• Stated task: Copy each of the items below word for word, keeping every line unchanged.

• Recorded data:
[start]

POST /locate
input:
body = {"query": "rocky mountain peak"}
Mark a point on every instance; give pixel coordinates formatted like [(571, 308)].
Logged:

[end]

• Output for this exercise:
POST /locate
input:
body = {"query": "rocky mountain peak"}
Mark a point on every instance; give pixel coordinates formatted like [(571, 308)].
Logged:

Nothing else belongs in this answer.